Input for this task
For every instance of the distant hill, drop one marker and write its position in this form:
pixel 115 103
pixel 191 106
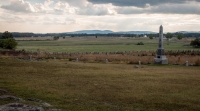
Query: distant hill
pixel 136 32
pixel 109 31
pixel 91 32
pixel 184 32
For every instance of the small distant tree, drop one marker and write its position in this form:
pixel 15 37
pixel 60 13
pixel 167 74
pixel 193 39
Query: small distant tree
pixel 7 41
pixel 180 36
pixel 55 38
pixel 169 35
pixel 140 43
pixel 195 43
pixel 150 36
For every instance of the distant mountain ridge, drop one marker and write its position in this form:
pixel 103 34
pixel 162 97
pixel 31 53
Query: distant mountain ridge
pixel 109 31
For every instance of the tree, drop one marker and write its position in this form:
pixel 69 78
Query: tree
pixel 7 41
pixel 150 36
pixel 7 35
pixel 180 36
pixel 55 38
pixel 195 43
pixel 169 35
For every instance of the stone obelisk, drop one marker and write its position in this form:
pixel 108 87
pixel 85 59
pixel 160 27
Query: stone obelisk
pixel 160 58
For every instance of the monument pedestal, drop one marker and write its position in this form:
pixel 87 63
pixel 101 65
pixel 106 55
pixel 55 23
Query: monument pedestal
pixel 160 58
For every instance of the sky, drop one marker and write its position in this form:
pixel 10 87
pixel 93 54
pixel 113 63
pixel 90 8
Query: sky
pixel 48 16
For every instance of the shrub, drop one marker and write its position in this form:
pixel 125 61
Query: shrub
pixel 140 43
pixel 8 43
pixel 197 63
pixel 195 43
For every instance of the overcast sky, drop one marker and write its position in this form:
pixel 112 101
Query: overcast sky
pixel 46 16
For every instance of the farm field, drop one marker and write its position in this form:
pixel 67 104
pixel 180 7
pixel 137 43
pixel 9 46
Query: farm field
pixel 103 87
pixel 100 44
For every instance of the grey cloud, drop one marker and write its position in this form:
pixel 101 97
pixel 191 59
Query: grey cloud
pixel 140 3
pixel 19 6
pixel 190 8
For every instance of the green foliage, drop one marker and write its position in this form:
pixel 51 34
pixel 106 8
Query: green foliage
pixel 169 35
pixel 8 43
pixel 150 36
pixel 55 38
pixel 195 43
pixel 140 43
pixel 180 36
pixel 197 62
pixel 7 35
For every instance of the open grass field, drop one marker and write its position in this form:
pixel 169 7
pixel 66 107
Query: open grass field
pixel 103 87
pixel 100 44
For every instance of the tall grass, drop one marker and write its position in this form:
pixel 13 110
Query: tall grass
pixel 97 87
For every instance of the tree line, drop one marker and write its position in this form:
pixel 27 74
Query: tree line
pixel 17 34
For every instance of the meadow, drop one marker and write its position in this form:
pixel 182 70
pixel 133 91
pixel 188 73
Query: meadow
pixel 100 44
pixel 93 85
pixel 81 86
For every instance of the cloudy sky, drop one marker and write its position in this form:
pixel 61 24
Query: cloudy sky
pixel 46 16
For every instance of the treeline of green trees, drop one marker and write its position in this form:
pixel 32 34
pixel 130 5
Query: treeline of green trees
pixel 7 41
pixel 17 34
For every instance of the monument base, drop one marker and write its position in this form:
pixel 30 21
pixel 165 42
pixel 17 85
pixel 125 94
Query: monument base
pixel 161 60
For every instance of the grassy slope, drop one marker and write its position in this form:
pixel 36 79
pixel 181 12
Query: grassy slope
pixel 113 87
pixel 101 44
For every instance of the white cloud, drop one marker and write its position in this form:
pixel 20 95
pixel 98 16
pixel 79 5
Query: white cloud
pixel 19 6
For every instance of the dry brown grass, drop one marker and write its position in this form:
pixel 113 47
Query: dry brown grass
pixel 98 87
pixel 146 57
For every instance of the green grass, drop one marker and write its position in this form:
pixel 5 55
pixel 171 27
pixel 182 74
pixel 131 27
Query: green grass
pixel 103 87
pixel 101 44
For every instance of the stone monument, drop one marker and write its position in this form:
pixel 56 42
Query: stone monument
pixel 160 58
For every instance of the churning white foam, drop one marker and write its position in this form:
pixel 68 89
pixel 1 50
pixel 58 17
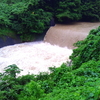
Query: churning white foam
pixel 33 57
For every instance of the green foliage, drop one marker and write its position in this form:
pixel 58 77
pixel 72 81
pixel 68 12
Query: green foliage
pixel 88 49
pixel 9 86
pixel 31 91
pixel 69 10
pixel 27 20
pixel 90 10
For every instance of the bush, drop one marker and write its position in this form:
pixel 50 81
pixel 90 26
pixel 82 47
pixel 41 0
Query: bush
pixel 88 49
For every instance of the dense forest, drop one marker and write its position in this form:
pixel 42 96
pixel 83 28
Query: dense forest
pixel 28 18
pixel 80 80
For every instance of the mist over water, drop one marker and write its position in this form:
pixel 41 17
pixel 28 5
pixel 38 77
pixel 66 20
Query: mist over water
pixel 35 57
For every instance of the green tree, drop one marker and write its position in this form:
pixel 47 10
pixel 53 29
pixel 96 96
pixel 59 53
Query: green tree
pixel 88 49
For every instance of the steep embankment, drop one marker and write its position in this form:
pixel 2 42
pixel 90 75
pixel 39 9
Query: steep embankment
pixel 66 35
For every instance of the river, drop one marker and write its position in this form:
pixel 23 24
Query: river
pixel 55 49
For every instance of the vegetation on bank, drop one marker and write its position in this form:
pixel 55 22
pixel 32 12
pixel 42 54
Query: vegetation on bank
pixel 80 81
pixel 27 18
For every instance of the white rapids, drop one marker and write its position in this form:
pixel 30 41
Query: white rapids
pixel 33 57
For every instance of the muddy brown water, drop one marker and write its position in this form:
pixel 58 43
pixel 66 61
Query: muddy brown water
pixel 67 35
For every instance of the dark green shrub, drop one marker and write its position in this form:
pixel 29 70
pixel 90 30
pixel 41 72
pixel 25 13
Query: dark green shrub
pixel 88 49
pixel 31 91
pixel 9 87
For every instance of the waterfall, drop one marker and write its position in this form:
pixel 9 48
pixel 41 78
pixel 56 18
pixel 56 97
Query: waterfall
pixel 35 57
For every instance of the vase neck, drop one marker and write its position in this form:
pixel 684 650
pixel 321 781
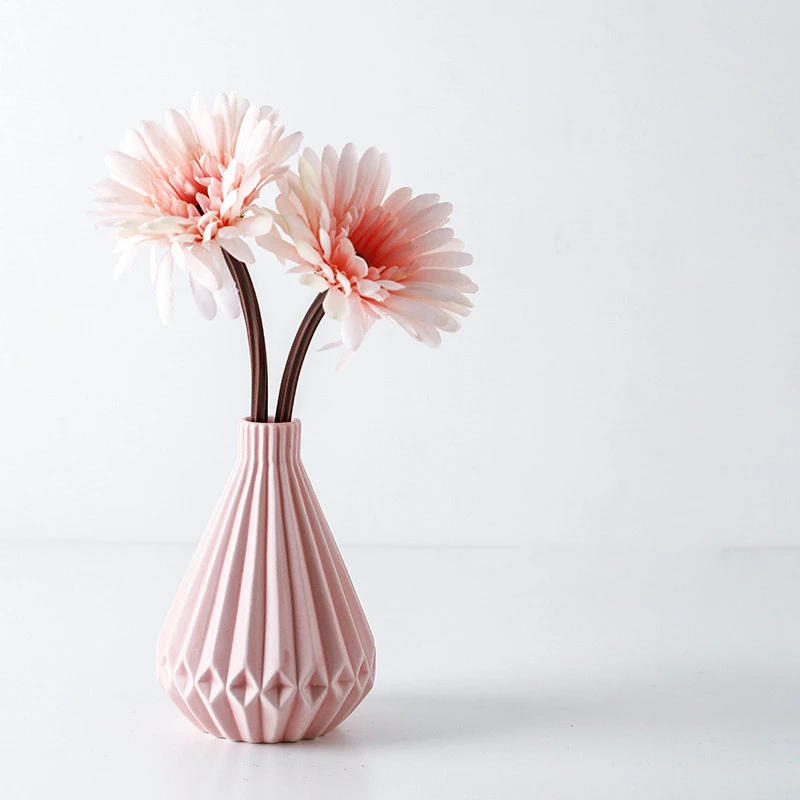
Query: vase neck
pixel 270 442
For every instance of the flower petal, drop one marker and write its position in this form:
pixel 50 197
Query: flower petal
pixel 336 305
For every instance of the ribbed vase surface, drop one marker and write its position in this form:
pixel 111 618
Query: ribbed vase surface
pixel 266 640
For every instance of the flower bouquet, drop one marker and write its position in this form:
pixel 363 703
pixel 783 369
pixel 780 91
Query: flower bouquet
pixel 266 640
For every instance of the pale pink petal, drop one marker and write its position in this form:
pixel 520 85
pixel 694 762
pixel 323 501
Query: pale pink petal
pixel 336 304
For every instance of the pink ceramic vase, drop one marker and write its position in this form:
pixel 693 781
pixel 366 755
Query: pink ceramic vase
pixel 266 640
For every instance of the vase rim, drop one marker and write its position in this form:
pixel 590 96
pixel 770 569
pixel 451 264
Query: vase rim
pixel 295 422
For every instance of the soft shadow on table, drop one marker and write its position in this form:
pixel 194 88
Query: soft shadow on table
pixel 713 697
pixel 430 714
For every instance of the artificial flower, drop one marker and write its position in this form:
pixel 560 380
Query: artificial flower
pixel 375 256
pixel 187 190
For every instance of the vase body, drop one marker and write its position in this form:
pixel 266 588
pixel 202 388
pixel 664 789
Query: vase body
pixel 266 640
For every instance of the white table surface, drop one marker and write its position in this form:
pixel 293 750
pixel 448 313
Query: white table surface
pixel 502 673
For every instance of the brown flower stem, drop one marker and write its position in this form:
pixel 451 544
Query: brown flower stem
pixel 294 362
pixel 255 337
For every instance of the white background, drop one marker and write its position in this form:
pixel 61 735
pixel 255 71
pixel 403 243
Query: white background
pixel 625 174
pixel 574 527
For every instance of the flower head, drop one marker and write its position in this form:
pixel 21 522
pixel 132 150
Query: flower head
pixel 188 189
pixel 377 257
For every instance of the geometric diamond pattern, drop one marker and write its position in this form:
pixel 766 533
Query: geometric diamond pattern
pixel 266 640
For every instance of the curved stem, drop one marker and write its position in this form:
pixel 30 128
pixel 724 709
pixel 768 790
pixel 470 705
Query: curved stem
pixel 255 337
pixel 294 362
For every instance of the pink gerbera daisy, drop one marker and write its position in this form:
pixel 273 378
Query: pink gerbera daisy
pixel 375 256
pixel 187 190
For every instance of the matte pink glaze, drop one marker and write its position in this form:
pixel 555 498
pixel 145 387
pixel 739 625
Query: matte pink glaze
pixel 266 640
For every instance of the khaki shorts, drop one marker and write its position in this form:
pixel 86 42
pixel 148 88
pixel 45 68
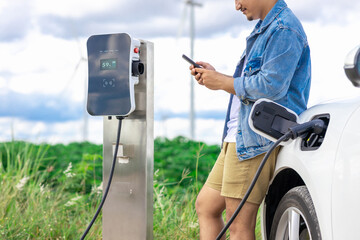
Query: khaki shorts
pixel 233 177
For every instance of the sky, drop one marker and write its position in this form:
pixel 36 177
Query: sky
pixel 43 67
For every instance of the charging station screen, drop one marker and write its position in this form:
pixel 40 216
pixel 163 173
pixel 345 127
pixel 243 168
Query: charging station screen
pixel 108 64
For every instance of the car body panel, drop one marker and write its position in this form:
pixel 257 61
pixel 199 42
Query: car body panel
pixel 317 167
pixel 346 182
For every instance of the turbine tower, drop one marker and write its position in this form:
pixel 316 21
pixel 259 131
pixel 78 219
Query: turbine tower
pixel 192 4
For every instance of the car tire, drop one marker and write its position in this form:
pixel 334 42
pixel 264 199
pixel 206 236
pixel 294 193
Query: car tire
pixel 295 217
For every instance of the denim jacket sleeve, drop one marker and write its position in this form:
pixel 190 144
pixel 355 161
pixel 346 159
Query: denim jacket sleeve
pixel 269 74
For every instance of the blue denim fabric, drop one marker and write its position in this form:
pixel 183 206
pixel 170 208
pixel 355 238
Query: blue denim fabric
pixel 278 68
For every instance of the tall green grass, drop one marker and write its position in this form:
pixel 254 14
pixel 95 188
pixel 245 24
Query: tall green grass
pixel 45 196
pixel 34 206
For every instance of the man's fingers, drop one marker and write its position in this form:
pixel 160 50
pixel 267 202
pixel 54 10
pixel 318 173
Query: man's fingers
pixel 200 70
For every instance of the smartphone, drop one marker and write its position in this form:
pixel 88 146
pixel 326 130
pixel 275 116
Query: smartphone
pixel 189 60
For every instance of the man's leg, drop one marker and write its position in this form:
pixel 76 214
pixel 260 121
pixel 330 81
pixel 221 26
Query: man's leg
pixel 209 207
pixel 243 227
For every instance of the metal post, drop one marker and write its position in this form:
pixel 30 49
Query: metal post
pixel 128 210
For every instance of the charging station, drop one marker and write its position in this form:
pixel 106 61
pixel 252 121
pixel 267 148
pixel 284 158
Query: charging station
pixel 121 84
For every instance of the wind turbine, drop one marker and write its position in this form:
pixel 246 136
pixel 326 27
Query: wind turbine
pixel 191 4
pixel 82 60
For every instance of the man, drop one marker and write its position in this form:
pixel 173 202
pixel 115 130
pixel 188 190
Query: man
pixel 275 65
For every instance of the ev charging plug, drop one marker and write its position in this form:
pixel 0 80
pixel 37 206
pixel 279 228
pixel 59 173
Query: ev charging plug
pixel 279 124
pixel 316 126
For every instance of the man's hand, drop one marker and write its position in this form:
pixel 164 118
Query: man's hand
pixel 215 80
pixel 196 74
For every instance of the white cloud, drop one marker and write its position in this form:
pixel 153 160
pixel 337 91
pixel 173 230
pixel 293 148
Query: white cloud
pixel 42 62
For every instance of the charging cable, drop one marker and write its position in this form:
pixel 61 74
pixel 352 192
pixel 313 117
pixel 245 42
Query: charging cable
pixel 109 181
pixel 316 126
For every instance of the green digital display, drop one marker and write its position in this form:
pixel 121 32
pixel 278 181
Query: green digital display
pixel 108 64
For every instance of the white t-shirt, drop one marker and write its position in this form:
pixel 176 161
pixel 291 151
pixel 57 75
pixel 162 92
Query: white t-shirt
pixel 232 124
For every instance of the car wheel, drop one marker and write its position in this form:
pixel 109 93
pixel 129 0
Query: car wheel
pixel 295 217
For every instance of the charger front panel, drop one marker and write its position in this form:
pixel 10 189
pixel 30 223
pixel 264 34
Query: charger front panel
pixel 109 70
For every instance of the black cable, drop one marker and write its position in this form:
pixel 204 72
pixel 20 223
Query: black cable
pixel 286 136
pixel 109 181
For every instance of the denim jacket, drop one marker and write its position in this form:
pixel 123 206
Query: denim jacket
pixel 278 68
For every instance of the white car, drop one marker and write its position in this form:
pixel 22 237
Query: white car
pixel 315 192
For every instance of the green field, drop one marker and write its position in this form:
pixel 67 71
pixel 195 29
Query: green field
pixel 52 191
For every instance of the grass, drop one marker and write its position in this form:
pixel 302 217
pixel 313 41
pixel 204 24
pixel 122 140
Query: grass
pixel 44 197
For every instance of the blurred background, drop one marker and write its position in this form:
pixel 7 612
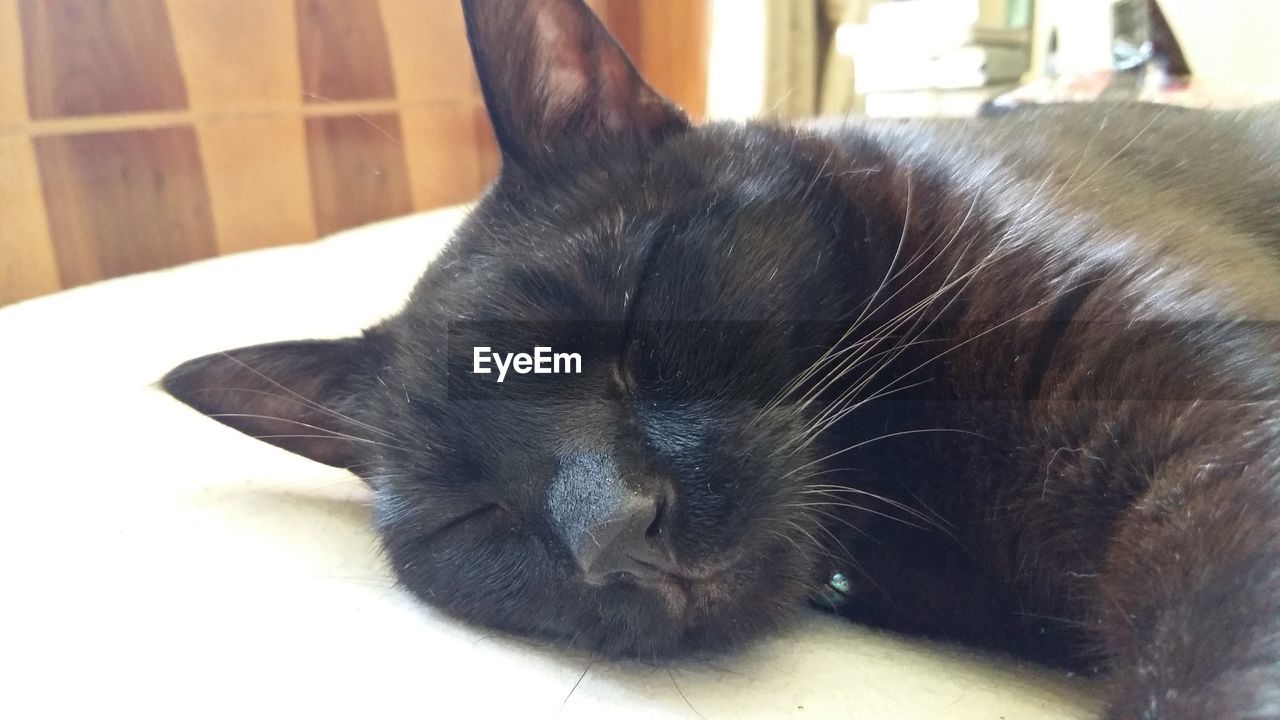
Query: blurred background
pixel 137 135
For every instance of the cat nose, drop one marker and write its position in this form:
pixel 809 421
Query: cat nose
pixel 629 538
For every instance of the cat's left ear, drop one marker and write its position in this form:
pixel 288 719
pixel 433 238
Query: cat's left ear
pixel 293 395
pixel 553 80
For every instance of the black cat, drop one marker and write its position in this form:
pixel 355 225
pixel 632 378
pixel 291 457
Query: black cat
pixel 1006 381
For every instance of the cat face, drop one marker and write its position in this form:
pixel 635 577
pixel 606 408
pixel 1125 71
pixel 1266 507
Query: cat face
pixel 649 502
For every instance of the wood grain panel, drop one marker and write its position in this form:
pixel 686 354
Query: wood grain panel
pixel 124 203
pixel 13 99
pixel 237 53
pixel 27 263
pixel 357 171
pixel 257 182
pixel 342 46
pixel 440 145
pixel 668 41
pixel 99 57
pixel 429 51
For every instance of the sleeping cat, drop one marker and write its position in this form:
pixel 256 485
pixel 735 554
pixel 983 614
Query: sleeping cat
pixel 1008 381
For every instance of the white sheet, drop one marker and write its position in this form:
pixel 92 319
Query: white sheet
pixel 156 564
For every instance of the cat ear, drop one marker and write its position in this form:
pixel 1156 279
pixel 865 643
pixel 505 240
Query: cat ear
pixel 292 395
pixel 553 78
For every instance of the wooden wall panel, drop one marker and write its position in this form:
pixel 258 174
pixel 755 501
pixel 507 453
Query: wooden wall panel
pixel 444 165
pixel 237 54
pixel 27 263
pixel 124 203
pixel 257 181
pixel 92 58
pixel 429 51
pixel 357 171
pixel 142 133
pixel 13 95
pixel 343 50
pixel 670 41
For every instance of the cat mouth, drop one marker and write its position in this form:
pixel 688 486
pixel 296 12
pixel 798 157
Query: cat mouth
pixel 677 591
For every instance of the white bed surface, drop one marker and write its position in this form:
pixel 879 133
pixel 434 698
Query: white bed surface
pixel 160 565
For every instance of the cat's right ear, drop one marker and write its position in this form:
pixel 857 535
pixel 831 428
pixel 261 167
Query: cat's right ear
pixel 292 395
pixel 554 80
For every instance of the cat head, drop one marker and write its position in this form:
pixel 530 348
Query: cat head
pixel 652 501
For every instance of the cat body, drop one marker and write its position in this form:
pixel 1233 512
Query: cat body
pixel 1009 381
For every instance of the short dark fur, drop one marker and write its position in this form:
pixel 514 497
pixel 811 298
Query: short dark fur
pixel 1111 497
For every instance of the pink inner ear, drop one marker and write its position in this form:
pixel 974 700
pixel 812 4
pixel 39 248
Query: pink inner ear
pixel 565 80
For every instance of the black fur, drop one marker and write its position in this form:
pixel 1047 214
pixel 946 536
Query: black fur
pixel 1083 469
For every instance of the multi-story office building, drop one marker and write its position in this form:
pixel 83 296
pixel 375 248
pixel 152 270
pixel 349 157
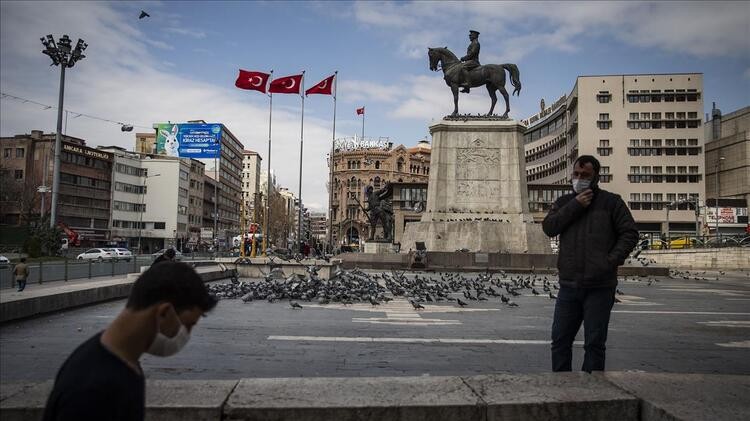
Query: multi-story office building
pixel 359 163
pixel 251 197
pixel 728 171
pixel 129 180
pixel 319 226
pixel 84 201
pixel 645 130
pixel 165 216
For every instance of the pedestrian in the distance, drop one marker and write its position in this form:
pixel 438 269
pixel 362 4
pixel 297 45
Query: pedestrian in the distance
pixel 167 256
pixel 597 233
pixel 103 379
pixel 21 273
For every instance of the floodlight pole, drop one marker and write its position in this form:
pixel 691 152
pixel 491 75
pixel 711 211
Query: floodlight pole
pixel 58 147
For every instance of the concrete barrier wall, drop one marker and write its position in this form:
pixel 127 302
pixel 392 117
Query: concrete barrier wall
pixel 61 297
pixel 547 396
pixel 718 258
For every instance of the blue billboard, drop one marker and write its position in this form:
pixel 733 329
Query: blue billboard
pixel 189 140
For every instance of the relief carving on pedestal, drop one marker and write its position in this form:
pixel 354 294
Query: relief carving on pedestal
pixel 477 164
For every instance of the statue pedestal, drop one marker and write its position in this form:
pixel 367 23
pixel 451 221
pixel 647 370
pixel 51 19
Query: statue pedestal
pixel 477 197
pixel 379 247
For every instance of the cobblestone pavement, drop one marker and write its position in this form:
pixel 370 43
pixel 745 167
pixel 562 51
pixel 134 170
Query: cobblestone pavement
pixel 671 325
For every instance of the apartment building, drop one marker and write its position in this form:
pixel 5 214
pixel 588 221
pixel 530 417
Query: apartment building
pixel 646 131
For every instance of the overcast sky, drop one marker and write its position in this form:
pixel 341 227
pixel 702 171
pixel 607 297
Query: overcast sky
pixel 180 64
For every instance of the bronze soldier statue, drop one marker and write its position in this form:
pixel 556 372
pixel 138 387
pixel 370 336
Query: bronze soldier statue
pixel 470 60
pixel 380 210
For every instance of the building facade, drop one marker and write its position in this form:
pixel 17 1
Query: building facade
pixel 728 170
pixel 645 130
pixel 359 163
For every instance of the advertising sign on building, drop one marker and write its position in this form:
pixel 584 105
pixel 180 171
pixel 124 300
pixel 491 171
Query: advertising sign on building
pixel 189 140
pixel 726 215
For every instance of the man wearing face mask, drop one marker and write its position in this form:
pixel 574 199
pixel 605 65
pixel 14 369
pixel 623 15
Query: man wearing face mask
pixel 102 379
pixel 597 232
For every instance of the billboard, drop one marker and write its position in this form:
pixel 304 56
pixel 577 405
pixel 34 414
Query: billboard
pixel 189 140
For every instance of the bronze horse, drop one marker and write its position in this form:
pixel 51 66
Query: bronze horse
pixel 490 75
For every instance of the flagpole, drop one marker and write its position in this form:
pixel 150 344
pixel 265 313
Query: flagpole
pixel 330 165
pixel 301 143
pixel 267 216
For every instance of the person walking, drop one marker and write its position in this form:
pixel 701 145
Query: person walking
pixel 167 256
pixel 103 379
pixel 597 233
pixel 21 274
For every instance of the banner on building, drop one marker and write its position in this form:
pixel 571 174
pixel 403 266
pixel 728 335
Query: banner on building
pixel 189 140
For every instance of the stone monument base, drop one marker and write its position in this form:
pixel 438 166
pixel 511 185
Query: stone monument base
pixel 379 247
pixel 477 236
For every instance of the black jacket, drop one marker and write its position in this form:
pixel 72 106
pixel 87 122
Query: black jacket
pixel 594 240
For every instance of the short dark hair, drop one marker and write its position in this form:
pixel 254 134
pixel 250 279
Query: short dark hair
pixel 173 282
pixel 588 159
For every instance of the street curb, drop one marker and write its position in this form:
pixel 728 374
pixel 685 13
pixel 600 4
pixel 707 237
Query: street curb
pixel 549 396
pixel 81 295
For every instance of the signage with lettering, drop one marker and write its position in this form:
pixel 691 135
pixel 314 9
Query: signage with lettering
pixel 189 140
pixel 354 143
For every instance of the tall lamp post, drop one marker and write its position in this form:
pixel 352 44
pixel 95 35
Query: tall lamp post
pixel 716 216
pixel 62 56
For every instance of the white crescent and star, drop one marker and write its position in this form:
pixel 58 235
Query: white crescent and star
pixel 260 80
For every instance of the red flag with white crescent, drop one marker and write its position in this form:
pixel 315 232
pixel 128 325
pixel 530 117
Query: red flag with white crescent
pixel 254 81
pixel 325 87
pixel 286 85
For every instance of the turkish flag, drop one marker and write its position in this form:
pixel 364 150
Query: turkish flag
pixel 325 87
pixel 286 85
pixel 255 81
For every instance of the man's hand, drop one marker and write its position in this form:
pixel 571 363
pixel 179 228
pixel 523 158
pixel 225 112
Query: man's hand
pixel 584 197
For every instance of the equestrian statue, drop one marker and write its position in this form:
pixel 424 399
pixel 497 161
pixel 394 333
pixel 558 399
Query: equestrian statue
pixel 468 73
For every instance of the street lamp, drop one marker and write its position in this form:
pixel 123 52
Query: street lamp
pixel 143 209
pixel 716 215
pixel 62 56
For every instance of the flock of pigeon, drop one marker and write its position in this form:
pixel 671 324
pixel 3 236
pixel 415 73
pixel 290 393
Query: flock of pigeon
pixel 357 286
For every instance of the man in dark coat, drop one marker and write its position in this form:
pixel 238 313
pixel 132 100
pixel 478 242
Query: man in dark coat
pixel 597 233
pixel 471 59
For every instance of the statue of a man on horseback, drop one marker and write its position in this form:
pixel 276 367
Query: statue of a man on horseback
pixel 468 73
pixel 470 60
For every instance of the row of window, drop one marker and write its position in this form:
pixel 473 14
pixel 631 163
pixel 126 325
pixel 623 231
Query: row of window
pixel 8 153
pixel 130 170
pixel 84 161
pixel 82 181
pixel 129 206
pixel 129 188
pixel 655 201
pixel 116 223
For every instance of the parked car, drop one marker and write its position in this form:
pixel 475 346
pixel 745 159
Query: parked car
pixel 177 254
pixel 96 254
pixel 121 253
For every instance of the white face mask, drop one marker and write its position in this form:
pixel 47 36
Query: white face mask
pixel 580 185
pixel 164 346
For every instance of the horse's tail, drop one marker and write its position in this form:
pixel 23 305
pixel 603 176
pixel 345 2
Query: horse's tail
pixel 514 77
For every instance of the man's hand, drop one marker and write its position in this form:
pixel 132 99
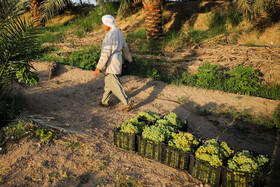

What you should do
From the listing above, output exactly the run of lines that starts with the line containing "pixel 267 148" and ends with the line containing "pixel 164 118".

Answer
pixel 267 148
pixel 284 158
Query: charging station
pixel 121 84
For every instance of the wind turbine, drop one marker and write its position in this form:
pixel 246 136
pixel 326 27
Query: wind turbine
pixel 191 4
pixel 82 60
For every instance of the man, drop one marker and write its position in this form:
pixel 173 202
pixel 115 130
pixel 188 190
Query: man
pixel 275 65
For every instance of the ev charging plug, drop one marker and write its position in this form:
pixel 0 80
pixel 37 206
pixel 279 228
pixel 59 173
Query: ev charging plug
pixel 279 124
pixel 316 126
For every instance of the man's hand, drop one marker and write its position in this form:
pixel 164 118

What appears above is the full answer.